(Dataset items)
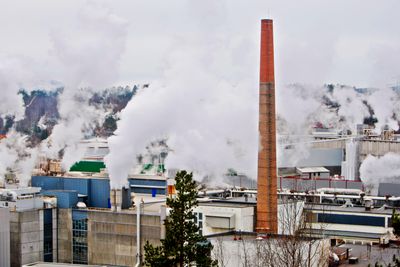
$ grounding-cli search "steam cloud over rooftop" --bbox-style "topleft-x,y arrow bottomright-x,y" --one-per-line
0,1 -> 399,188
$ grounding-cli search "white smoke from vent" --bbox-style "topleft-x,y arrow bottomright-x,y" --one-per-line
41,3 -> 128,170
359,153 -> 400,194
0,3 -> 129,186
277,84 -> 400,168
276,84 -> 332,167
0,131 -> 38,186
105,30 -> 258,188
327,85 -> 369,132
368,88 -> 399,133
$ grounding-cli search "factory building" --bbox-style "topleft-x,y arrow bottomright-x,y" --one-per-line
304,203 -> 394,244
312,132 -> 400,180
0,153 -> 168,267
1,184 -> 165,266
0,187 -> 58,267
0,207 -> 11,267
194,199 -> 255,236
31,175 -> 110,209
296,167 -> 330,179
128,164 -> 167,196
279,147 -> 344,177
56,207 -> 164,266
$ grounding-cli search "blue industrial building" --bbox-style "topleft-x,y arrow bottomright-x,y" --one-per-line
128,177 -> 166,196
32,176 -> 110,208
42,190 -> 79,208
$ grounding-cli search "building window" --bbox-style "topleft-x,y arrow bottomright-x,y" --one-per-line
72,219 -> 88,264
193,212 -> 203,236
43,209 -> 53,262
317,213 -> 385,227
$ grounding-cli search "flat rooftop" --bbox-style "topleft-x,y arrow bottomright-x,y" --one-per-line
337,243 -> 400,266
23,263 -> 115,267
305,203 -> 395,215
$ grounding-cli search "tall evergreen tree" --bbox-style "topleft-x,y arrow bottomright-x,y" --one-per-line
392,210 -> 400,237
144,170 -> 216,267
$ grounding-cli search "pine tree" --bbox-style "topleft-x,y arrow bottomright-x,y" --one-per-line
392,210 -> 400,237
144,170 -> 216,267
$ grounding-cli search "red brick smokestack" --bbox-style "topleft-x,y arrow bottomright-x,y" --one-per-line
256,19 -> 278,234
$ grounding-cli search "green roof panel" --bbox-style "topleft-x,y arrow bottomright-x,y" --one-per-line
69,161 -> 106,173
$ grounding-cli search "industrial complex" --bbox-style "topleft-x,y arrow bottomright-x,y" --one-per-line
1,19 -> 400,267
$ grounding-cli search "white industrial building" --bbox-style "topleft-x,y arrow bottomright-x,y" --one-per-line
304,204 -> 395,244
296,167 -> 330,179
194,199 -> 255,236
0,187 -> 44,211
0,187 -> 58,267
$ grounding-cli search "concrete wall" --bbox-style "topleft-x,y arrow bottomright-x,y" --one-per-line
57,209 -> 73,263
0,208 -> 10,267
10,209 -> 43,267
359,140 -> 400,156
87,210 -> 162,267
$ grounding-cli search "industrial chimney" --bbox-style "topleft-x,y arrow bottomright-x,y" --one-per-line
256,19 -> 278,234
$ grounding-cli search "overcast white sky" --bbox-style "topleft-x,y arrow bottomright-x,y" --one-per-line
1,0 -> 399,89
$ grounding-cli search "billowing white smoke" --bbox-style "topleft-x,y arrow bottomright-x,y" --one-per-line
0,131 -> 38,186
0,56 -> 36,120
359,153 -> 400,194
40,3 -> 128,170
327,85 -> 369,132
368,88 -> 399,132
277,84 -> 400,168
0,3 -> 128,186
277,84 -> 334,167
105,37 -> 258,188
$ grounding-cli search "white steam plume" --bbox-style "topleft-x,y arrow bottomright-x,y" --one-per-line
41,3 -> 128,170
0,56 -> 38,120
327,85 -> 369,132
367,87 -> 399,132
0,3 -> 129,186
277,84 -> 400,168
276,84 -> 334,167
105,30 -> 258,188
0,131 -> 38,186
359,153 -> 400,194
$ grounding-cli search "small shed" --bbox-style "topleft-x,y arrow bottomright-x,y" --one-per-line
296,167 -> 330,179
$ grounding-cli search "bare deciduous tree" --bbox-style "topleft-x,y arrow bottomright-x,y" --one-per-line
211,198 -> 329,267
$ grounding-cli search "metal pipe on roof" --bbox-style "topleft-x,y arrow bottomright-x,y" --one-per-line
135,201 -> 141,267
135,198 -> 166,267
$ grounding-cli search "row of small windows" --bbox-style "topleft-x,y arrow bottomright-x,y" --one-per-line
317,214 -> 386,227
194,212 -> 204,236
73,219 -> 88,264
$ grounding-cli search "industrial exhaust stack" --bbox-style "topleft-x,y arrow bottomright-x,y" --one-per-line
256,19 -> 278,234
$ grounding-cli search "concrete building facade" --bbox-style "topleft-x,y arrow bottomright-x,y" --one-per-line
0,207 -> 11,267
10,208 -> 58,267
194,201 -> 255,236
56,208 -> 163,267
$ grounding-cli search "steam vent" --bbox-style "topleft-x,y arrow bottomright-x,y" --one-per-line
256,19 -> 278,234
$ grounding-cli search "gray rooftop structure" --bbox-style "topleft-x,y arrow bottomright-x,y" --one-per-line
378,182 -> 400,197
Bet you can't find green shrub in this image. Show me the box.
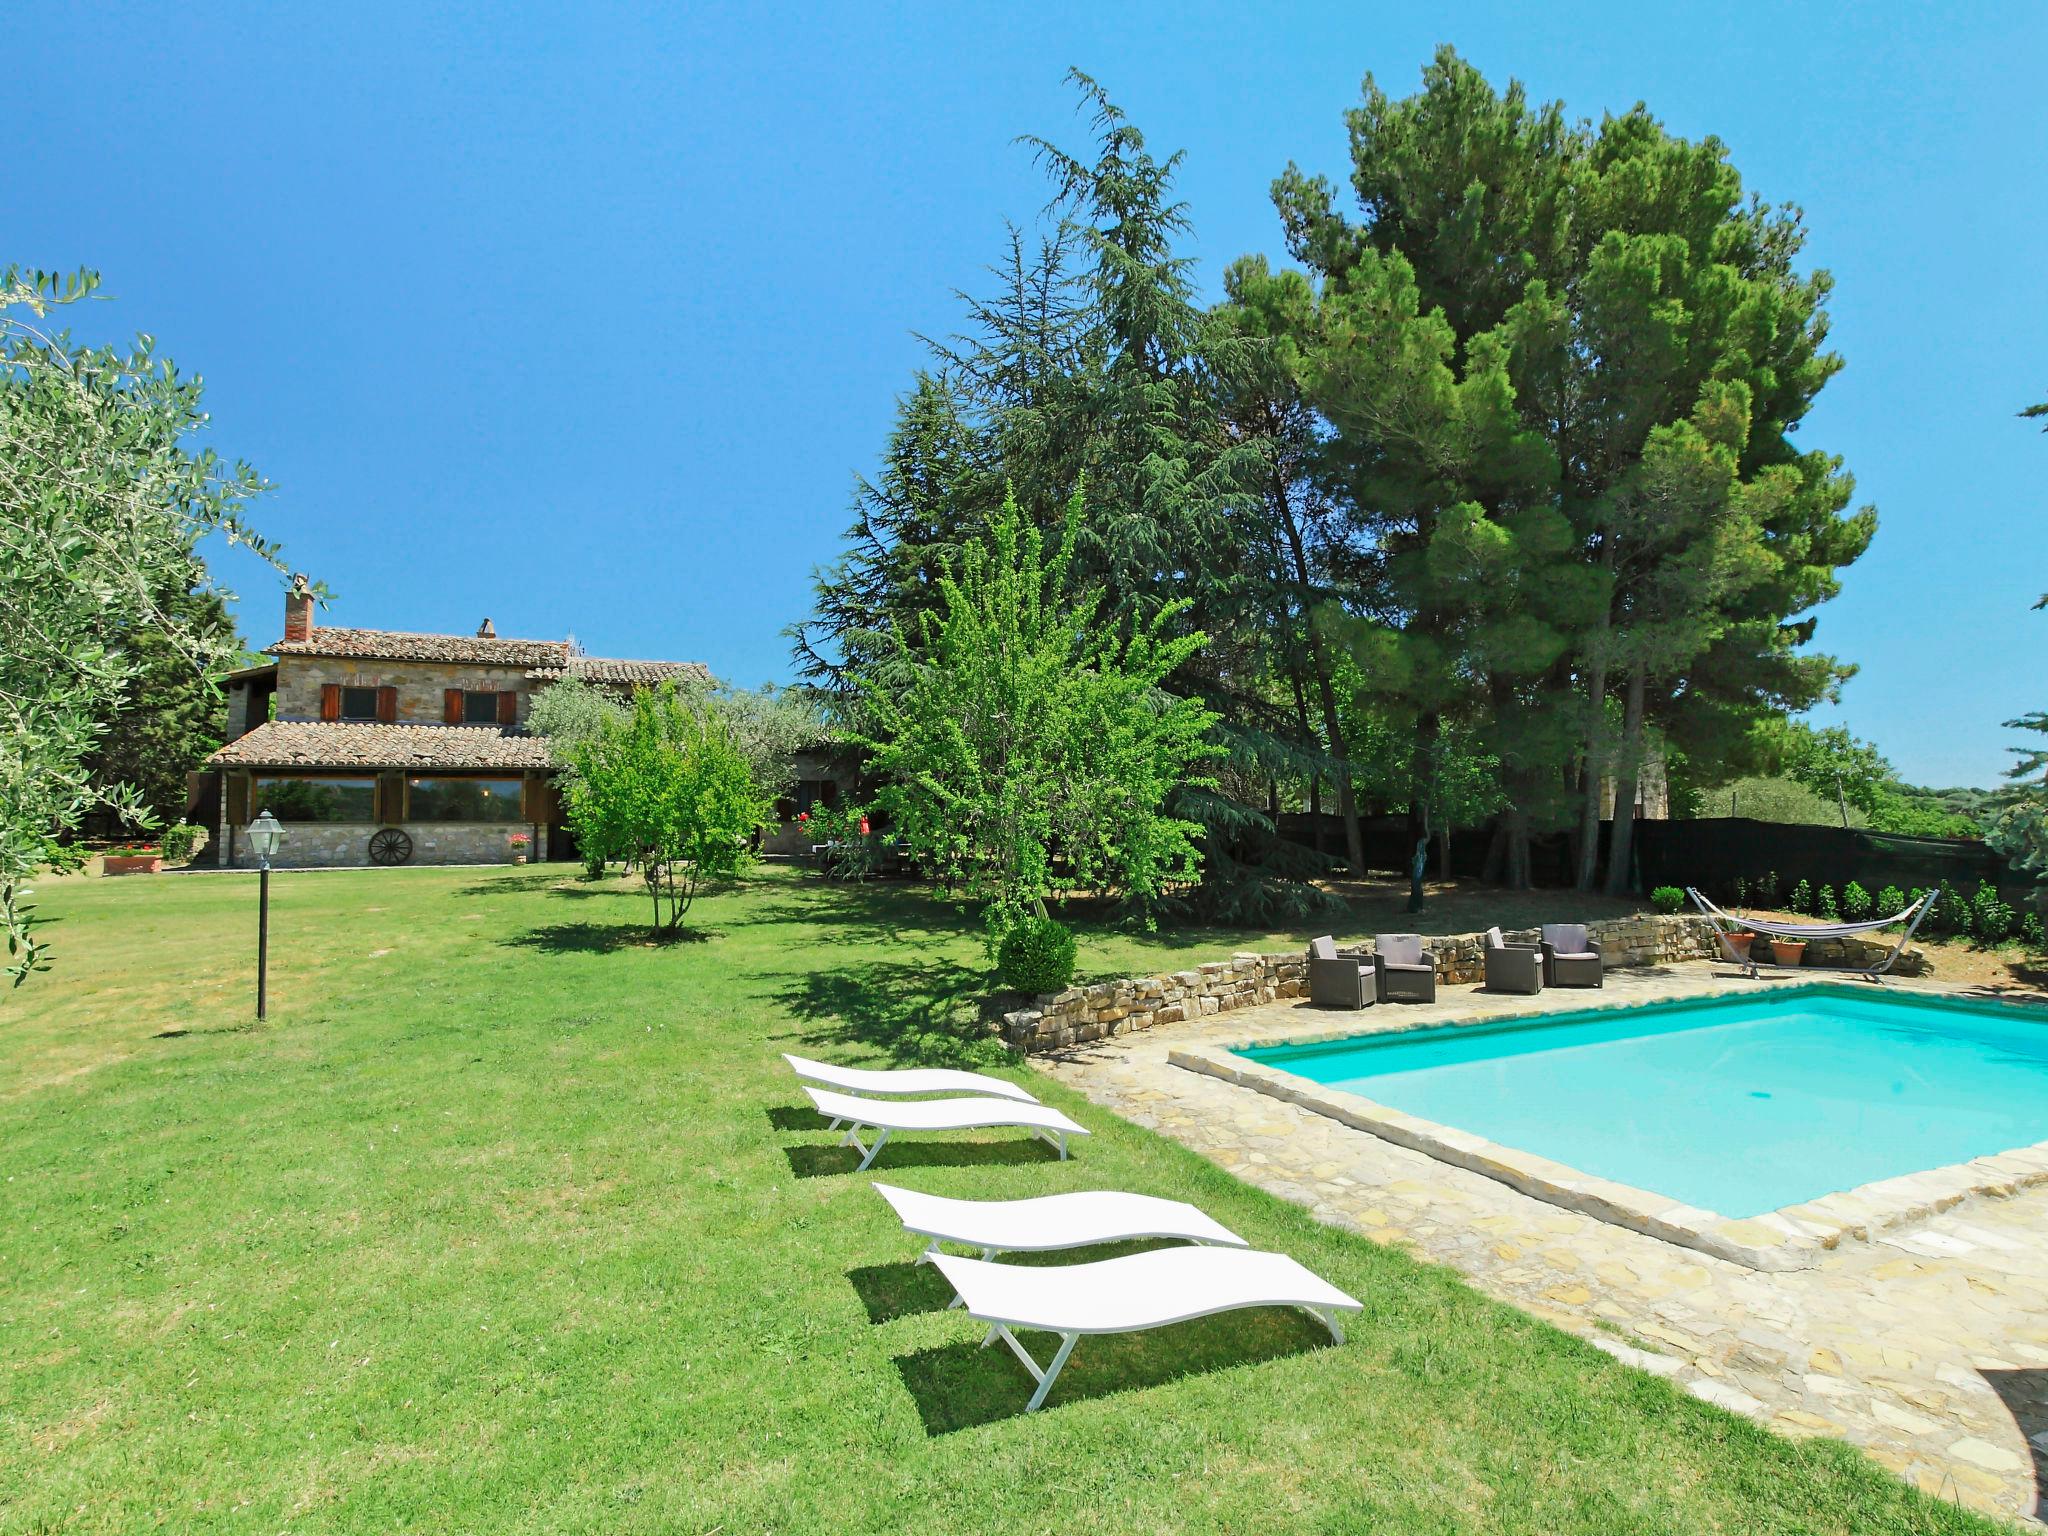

◆ **What is required**:
The records above should be written out in full and unchanged, except that pictures are dropped.

◆ **Response**:
$ grounding-cli search "steam cloud over rooftop" --bbox-style "topleft-x,y arrow bottomright-x,y" --one-per-line
0,1 -> 399,188
$ grounding-cli search "white smoke from vent" --bbox-style "topleft-x,y arrow bottomright-x,y" --one-per-line
41,3 -> 128,170
359,153 -> 400,194
0,3 -> 129,186
277,84 -> 400,168
276,84 -> 332,167
0,131 -> 38,186
105,30 -> 258,188
327,85 -> 369,132
368,88 -> 399,133
$ grounding-cli search "factory building" --bbox-style "topleft-x,y arrow bottomright-x,y" --one-per-line
304,203 -> 394,244
312,132 -> 400,180
0,153 -> 168,267
1,184 -> 165,266
0,187 -> 58,267
0,207 -> 11,267
194,199 -> 255,236
31,175 -> 110,209
296,167 -> 330,179
128,164 -> 167,196
279,147 -> 344,177
56,207 -> 164,266
$ grounding-cli search "blue industrial building" --bbox-style "topleft-x,y arrow bottomright-x,y" --one-per-line
128,177 -> 166,196
32,176 -> 110,208
42,190 -> 79,208
$ grounding-cli search "building window" --bbox-style "topleft-x,y arrow bottomright-x,y" --one-per-line
72,219 -> 88,264
193,212 -> 203,236
43,209 -> 53,262
317,213 -> 385,227
$ grounding-cli search "flat rooftop" --bbox-style "topleft-x,y arrow bottomright-x,y" --one-per-line
337,243 -> 400,266
23,263 -> 115,267
305,203 -> 395,215
$ grounding-cli search "tall evergreen tree" --bbox-style "topleft-x,y arrow bottomright-x,y" --one-per-line
392,210 -> 400,237
144,170 -> 216,267
$ grounding-cli search "pine tree" --bbox-style "topleft-x,y arrow bottomright-x,y" --one-per-line
392,210 -> 400,237
144,170 -> 216,267
$ grounding-cli search "red brick smokestack" --bbox-style "topleft-x,y arrow bottomright-x,y" --one-per-line
256,19 -> 278,234
$ grounding-cli search "green roof panel" --bbox-style "topleft-x,y arrow bottomright-x,y" --one-per-line
69,161 -> 106,173
$ grounding-cli search "industrial complex" --bbox-style "topleft-x,y arrow bottomright-x,y" --one-per-line
1,19 -> 400,267
$ grounding-cli search "white industrial building" --bbox-style "topleft-x,y arrow bottomright-x,y" --one-per-line
304,204 -> 395,244
296,167 -> 330,179
194,199 -> 255,236
0,187 -> 44,211
0,187 -> 58,267
$ grounding-cli search "concrete wall" --bbox-style "topleft-x,y arrow bottomright-x,y" --one-per-line
57,209 -> 73,263
0,208 -> 10,267
10,209 -> 43,267
359,140 -> 400,156
87,210 -> 162,267
$ grounding-cli search "industrial chimney" --bbox-style "topleft-x,y arrow bottomright-x,y" --one-per-line
256,19 -> 278,234
$ grounding-cli search "overcast white sky" --bbox-style "topleft-x,y arrow bottomright-x,y" --one-per-line
1,0 -> 399,89
$ grounding-cli search "billowing white smoke" --bbox-style "topleft-x,y arrow bottomright-x,y" --one-per-line
0,131 -> 38,186
0,56 -> 36,120
359,153 -> 400,194
40,3 -> 128,170
327,85 -> 369,132
368,88 -> 399,132
277,84 -> 400,168
0,3 -> 128,186
277,84 -> 334,167
105,37 -> 258,188
$ grounding-cli search "white steam plume" --bbox-style "topleft-x,y arrow bottomright-x,y" --one-per-line
41,3 -> 128,170
0,56 -> 38,120
327,85 -> 369,132
367,87 -> 399,132
0,3 -> 129,186
277,84 -> 400,168
276,84 -> 334,167
105,30 -> 258,188
0,131 -> 38,186
359,153 -> 400,194
$ grounding-cli search "small shed" --bbox-style "topleft-x,y arrow bottomright-x,y" --one-per-line
296,167 -> 330,179
$ grounding-cli search "bare deciduous tree" --bbox-style "topleft-x,y arrow bottomright-x,y" --one-per-line
211,198 -> 329,267
$ grounding-cli search "metal pipe on roof" --bbox-style "topleft-x,y arrow bottomright-x,y" --one-per-line
135,201 -> 141,267
135,198 -> 166,267
$ grounding-cli search "row of small windows" --bbox-style "topleft-x,y arrow bottomright-x,y" --one-per-line
317,214 -> 386,227
194,212 -> 204,236
73,219 -> 88,264
$ grounding-cli search "industrial exhaust stack" --bbox-style "topleft-x,y arrow bottomright-x,y" --one-per-line
256,19 -> 278,234
$ grounding-cli search "concrete building facade" --bbox-style "topleft-x,y arrow bottomright-x,y" --one-per-line
0,207 -> 11,267
10,208 -> 58,267
194,201 -> 255,236
56,208 -> 163,267
$ grounding-cli search "steam vent" --bbox-style "topleft-x,y arrow bottomright-x,y" --one-per-line
256,19 -> 278,234
$ grounding-cli search "gray rooftop structure" --bbox-style "topleft-x,y arrow bottomright-x,y" --one-per-line
378,182 -> 400,197
Bet you can't find green shrub in this image. Show me the box.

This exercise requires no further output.